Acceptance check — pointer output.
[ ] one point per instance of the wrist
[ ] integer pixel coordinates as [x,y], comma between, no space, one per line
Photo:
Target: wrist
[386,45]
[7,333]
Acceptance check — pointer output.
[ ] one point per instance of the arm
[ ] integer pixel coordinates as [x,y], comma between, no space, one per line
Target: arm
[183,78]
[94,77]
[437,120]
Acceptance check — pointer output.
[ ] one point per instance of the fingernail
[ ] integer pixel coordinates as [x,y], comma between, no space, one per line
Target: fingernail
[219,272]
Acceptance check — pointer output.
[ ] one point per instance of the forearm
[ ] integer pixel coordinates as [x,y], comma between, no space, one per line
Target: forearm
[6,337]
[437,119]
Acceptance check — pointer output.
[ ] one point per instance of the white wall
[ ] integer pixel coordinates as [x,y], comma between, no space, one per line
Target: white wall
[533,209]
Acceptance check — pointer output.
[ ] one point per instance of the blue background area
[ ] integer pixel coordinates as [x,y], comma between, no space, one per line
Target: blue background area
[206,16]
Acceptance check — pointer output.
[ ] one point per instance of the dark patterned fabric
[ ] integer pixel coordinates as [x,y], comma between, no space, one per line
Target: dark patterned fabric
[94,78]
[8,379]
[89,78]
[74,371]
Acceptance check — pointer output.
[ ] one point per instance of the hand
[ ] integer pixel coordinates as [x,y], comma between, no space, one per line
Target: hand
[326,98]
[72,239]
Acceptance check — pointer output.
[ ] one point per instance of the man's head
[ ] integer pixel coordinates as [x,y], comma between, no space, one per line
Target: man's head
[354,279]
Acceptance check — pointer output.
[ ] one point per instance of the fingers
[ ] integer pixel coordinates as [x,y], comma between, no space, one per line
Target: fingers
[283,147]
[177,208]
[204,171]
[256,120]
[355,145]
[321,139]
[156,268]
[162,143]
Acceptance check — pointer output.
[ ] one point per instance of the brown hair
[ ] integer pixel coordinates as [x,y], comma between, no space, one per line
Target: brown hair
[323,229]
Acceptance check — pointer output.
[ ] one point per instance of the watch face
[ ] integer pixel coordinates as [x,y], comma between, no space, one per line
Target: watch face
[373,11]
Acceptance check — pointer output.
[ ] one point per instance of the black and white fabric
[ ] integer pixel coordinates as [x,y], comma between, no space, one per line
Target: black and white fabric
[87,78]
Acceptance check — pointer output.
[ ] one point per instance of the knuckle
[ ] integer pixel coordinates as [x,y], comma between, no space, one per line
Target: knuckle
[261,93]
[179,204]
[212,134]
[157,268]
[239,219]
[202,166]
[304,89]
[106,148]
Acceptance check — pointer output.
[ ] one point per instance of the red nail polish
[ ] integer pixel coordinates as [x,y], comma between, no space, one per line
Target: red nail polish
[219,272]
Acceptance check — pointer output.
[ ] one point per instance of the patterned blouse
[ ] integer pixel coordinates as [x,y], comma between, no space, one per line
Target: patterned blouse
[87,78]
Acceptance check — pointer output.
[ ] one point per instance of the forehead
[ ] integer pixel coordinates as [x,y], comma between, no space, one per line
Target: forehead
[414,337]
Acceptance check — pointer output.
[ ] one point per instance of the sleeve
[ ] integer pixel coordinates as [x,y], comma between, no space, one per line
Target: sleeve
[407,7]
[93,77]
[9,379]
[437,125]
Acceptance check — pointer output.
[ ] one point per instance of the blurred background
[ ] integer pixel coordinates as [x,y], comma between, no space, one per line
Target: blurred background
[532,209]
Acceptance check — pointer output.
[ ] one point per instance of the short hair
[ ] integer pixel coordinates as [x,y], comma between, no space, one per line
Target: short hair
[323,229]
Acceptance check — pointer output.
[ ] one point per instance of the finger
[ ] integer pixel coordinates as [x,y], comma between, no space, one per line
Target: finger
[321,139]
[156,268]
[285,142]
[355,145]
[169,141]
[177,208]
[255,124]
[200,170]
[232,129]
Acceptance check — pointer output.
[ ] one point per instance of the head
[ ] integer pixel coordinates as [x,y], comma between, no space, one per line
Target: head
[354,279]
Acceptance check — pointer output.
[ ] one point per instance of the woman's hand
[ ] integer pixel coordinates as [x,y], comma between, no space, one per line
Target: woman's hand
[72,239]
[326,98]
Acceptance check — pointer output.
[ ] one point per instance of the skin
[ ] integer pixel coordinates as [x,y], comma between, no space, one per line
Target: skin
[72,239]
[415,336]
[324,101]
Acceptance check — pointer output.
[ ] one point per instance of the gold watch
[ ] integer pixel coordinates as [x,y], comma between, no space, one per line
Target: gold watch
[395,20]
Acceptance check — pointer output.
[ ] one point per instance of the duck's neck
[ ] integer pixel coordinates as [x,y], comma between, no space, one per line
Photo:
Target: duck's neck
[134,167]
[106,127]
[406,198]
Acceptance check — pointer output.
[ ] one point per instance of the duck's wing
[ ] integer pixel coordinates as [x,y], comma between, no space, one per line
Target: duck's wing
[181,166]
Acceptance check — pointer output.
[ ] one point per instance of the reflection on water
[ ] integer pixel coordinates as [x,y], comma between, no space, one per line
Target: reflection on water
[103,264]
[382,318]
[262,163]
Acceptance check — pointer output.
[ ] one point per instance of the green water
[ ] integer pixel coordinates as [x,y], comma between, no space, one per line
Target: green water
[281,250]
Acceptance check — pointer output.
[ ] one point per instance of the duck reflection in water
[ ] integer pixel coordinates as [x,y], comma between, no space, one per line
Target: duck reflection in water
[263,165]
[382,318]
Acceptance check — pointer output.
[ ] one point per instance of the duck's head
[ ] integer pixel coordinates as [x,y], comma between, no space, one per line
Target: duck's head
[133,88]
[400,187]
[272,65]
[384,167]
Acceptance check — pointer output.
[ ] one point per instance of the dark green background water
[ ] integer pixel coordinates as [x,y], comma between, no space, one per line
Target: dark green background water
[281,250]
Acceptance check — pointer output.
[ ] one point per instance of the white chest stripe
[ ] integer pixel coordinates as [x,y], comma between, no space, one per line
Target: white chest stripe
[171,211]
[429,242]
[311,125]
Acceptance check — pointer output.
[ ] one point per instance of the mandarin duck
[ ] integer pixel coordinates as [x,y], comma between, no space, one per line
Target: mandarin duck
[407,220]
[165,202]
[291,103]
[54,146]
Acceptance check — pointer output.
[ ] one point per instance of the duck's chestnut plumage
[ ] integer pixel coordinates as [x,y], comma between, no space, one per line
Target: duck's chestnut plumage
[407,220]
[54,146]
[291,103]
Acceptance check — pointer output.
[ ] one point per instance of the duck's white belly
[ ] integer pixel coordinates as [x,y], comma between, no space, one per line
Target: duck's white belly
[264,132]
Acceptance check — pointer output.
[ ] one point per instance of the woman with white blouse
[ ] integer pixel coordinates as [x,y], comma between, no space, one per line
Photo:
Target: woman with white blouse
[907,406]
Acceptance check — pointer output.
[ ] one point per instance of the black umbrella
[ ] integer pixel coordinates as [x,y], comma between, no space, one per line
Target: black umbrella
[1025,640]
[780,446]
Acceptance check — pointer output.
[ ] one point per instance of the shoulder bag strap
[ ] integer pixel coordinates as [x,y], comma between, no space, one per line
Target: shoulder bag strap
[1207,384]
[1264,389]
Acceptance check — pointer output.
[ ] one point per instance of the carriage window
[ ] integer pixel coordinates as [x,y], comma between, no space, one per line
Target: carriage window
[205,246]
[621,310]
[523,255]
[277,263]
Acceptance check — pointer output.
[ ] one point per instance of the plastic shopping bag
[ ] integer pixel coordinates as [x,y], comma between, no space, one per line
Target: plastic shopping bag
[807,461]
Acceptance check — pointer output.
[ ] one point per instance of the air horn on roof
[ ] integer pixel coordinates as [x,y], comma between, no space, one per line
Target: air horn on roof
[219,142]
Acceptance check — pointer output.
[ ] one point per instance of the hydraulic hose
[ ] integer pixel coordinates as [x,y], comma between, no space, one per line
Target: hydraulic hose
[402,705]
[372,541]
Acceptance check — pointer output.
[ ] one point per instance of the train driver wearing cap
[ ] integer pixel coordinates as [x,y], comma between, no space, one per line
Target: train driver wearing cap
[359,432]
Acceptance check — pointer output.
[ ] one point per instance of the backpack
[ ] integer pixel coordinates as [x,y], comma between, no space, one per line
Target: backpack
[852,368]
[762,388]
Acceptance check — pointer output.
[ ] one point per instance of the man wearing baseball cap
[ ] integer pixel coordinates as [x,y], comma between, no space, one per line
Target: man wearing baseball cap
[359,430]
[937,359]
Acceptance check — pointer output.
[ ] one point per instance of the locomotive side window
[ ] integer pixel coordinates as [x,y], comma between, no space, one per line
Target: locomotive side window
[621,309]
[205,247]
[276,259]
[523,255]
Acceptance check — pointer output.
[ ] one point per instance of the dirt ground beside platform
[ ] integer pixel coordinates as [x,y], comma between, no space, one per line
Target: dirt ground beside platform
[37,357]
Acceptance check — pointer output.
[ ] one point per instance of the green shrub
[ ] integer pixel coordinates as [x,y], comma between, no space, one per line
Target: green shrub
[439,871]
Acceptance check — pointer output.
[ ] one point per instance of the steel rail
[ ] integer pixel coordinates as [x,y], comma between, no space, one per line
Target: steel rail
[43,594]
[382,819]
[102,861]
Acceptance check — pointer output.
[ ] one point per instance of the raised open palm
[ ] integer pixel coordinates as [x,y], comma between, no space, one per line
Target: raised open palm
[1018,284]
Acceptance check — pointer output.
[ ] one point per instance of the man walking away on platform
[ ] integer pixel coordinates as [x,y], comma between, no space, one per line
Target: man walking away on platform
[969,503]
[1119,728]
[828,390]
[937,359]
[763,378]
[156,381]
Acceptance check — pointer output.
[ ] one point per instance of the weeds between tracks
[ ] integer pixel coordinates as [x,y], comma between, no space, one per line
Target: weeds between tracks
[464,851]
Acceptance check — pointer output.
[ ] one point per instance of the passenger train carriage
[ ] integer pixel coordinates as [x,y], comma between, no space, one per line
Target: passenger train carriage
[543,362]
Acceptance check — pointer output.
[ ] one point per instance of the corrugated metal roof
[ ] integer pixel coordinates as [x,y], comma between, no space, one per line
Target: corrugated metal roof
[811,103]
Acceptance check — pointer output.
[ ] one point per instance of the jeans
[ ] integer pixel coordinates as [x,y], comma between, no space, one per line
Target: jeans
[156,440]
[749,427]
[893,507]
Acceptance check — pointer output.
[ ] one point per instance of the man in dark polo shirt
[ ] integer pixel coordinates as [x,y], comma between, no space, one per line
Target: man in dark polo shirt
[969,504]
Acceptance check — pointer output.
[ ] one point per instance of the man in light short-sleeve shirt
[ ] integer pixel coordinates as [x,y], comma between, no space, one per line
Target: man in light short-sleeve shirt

課題:
上の記録のうち、文字列「patterned」を含む行をすべて抜き出してください。

解答例:
[ ] one point per instance of the dark patterned fabric
Target: dark patterned fabric
[ ] one point per instance of the patterned blouse
Target: patterned blouse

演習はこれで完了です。